→ EXTRAIT DU DOCUMENT:
^^^^

Sommaire

 

Ouverture du séminaire. 9

LE MOMENT DE LA RÉSISTANCE.. 16

I Introduction aux commentaires sur les écrits techniques de freud  17

II Premières interventions sur la question de la résistance  47

III La résistance et les défenses. 73

IV Le moi et l'autre. 95

V Introduction et réponse a un exposé de jean hyppolite sur  la verneinung de freud  129

VI Analyse du discours et analyse du moi 154

 

LA TOPIQUE DE L'IMAGINAIRE.. 175

VII La topique de l'imaginaire. 176

VIII Le loup! le loup! 216

IX Sur le narcissisme. 264

X Les deux narcissismes. 291

XI  Idéal du moi et moi-idéal 317

XII Zeitlich - entwickelungsgeschichte. 353

XIII La bascule du désir. 396

XIV Les fluctuations de la libido. 428

XV Le noyau du refoulement 455

 

LES IMPASSES DE MICHAEL BALINT. 486

XVI Premières interventions sur balint 486

XVII Relation d'objet et relation intersubjective. 497

XVIII L'ordre symbolique. 526

 

LA PAROLE DANS LE TRANSFERT. 560

XIX La fonction créatrice de la parole. 561

XX De locutionis significatione. 586

XXI La vérité surgit de la méprise. 624

XXII Le concept de l'analyse. 654

 

OUVERTURE DU SÉMINAIRE

 

 

Le maître interrompt le silence par n'importe quoi, un sarcasme, un coup de pied.

C'est ainsi que procède dans la recherche du sens un maître bouddhiste, selon la technique zen. Il appartient aux élèves eux-mêmes de chercher la réponse à leurs propres questions. Le maître n'enseigne pas ex cathedra une science toute faite, il apporte la réponse quand les élèves sont sur le point de la trouver.

^^^^

→ DONNÉES FOURNIES:
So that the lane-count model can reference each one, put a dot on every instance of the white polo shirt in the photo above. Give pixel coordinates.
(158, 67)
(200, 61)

^^^^

→ VOS TÂCHES:
a. Répondez à ces questions sur l'extrait du séminaire :
(i) À quelle page commence la partie « La topique de l'imaginaire » ?
(ii) Quel titre porte le chapitre XIII ?
(iii) D'après l'ouverture, à qui revient-il de chercher la réponse à leurs propres questions ?
b. Relevez dans l'extrait du séminaire le passage qui va de « C'est ainsi que » à « de la trouver. ».
c. D'après l'extrait du séminaire, pourquoi le maître bouddhiste n'enseigne-t-il pas une science toute faite ?

→ LES RÉPONSES:
a.
(i) À la page 175.
(ii) « La bascule du désir ».
(iii) Aux élèves eux-mêmes.

b.
C'est ainsi que procède dans la recherche du sens un maître bouddhiste, selon la technique zen. Il appartient aux élèves eux-mêmes de chercher la réponse à leurs propres questions. Le maître n'enseigne pas ex cathedra une science toute faite, il apporte la réponse quand les élèves sont sur le point de la trouver.

c. C'est aux élèves eux-mêmes de chercher la réponse à leurs propres questions. Le maître apporte donc la réponse seulement quand ils sont sur le point de la trouver.